Fix FP32 normalize issues

Previously, we used legacy.mul intrinsic to do multiplication of mul(x, rsq(dot(x))) to compute normalize(x) for FP32. This was to avoid zero vector of x. But such v_mul_legacy_f32 fails to do such multiplication mul(-0.0, +value). The result is expected to be -0.0. The sign of zero is dropped. To fix such issues, we manually check x=0 by avoiding the use of v_mul_legacy_f32. GLSL spec doesn't say anything about x=0. Not sure if such special check of FP32 is caused by invalid shader input of some games. Just still keep the workaround.
linqun · Oct 25, 2023 · 4953e9d · 4953e9d
1 parent 55c9f2a
commit 4953e9d
Showing 1 changed file with 7 additions and 7 deletions.
diff --git a/lgc/builder/ArithBuilder.cpp b/lgc/builder/ArithBuilder.cpp
@@ -817,13 +817,13 @@ Value *BuilderImpl::CreateNormalizeVector(Value *x, const Twine &instName) {
   Value *dot = CreateDotProduct(x, x);
   Value *sqrt = CreateSqrt(dot);
   Value *rsq = CreateFDiv(ConstantFP::get(sqrt->getType(), 1.0), sqrt);
-  // We use fmul.legacy for float so that a zero vector is normalized to a zero vector,
-  // rather than NaNs. We must scalarize it ourselves.
-  Value *result = scalarize(x, [this, rsq](Value *x) -> Value * {
-    if (rsq->getType()->isFloatTy())
-      return CreateIntrinsic(Intrinsic::amdgcn_fmul_legacy, {}, {x, rsq});
-    return CreateFMul(x, rsq);
-  });
+  if (x->getType()->getScalarType()->isFloatTy()) {
+    // Make sure a FP32 zero vector is normalized to a FP32 zero vector, rather than NaNs.
+    auto zero = ConstantFP::get(getFloatTy(), 0.0);
+    auto isZeroDot = CreateFCmpOEQ(dot, zero);
+    rsq = CreateSelect(isZeroDot, zero, rsq);
+  }
+  Value *result = scalarize(x, [this, rsq](Value *x) -> Value * { return CreateFMul(x, rsq); });
   result->setName(instName);
   return result;
 }

Saved entries
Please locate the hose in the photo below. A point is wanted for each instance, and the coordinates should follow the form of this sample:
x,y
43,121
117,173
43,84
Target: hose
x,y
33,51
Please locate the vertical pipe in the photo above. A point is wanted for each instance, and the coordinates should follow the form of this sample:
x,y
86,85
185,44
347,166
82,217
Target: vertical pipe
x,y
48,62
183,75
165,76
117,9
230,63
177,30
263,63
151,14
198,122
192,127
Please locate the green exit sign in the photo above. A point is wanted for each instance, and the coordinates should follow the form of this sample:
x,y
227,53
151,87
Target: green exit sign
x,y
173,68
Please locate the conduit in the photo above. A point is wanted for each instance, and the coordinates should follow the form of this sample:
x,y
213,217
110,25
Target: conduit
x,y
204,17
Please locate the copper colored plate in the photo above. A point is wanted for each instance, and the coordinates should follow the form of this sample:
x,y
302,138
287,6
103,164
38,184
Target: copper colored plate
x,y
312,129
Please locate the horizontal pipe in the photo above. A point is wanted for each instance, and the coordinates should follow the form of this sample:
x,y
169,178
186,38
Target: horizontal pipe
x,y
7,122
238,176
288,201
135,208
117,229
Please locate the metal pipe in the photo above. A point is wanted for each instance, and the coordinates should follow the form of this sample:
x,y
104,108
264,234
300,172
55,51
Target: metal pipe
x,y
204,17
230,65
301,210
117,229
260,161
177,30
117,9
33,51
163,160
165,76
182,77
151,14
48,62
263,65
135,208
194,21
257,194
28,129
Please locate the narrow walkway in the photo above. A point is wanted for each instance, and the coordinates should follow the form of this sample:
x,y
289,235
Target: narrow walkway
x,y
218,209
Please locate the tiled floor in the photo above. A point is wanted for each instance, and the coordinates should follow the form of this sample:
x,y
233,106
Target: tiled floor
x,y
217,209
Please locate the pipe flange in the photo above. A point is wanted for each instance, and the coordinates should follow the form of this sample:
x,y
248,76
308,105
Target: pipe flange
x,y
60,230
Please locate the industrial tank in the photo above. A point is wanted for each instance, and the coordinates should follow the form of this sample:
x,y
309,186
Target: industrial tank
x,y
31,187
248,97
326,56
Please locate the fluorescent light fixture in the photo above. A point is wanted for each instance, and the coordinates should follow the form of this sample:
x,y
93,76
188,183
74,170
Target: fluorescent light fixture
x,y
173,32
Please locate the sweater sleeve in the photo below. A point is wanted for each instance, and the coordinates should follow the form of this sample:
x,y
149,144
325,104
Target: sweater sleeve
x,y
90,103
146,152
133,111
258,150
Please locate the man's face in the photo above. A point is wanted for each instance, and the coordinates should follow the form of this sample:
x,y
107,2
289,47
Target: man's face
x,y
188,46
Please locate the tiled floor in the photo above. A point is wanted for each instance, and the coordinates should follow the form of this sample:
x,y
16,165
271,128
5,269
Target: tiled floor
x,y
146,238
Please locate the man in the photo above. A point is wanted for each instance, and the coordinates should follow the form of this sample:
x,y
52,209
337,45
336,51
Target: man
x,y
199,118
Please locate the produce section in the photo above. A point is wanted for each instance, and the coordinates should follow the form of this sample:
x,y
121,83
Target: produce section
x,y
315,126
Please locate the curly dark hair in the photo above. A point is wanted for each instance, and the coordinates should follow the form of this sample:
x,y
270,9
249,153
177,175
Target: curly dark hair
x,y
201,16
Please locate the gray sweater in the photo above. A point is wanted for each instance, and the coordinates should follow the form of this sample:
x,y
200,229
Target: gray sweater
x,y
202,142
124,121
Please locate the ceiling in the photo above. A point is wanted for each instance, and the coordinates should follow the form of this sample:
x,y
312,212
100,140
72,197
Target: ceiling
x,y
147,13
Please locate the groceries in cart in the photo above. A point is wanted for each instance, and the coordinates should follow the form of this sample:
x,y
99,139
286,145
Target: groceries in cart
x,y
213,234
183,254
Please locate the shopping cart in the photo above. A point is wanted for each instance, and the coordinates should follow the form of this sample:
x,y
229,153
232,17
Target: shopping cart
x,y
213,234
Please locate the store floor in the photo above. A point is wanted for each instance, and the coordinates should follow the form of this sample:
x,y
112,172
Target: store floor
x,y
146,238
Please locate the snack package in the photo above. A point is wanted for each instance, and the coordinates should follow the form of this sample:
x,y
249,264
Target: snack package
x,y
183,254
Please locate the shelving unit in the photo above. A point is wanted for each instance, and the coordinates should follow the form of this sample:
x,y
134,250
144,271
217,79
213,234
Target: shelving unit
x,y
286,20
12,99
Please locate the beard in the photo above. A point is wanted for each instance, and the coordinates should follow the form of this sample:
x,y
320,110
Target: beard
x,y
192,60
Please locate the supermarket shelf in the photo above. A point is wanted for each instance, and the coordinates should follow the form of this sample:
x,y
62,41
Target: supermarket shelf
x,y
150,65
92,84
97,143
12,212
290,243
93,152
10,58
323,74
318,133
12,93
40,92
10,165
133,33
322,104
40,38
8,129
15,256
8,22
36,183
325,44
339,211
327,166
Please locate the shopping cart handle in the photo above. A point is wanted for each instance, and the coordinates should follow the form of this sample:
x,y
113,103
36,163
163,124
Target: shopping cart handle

Short exercise 1
Decide whether each statement agrees with the FP32 normalize commit, answering yes or no and quoting the words that decide it: (a) multiplying -0.0 by a positive value with v_mul_legacy_f32 keeps the sign of zero; (b) the GLSL spec says nothing about x=0; (c) the change touches one file with 7 additions and 7 deletions.
Short exercise 2
Which file does the FP32 normalize commit change?
The data above is separate material from the FP32 normalize commit.

Written reply 1
(a) No: "The sign of zero is dropped."
(b) Yes: "GLSL spec doesn't say anything about x=0."
(c) Yes: "Showing 1 changed file with 7 additions and 7 deletions."

Written reply 2
lgc/builder/ArithBuilder.cpp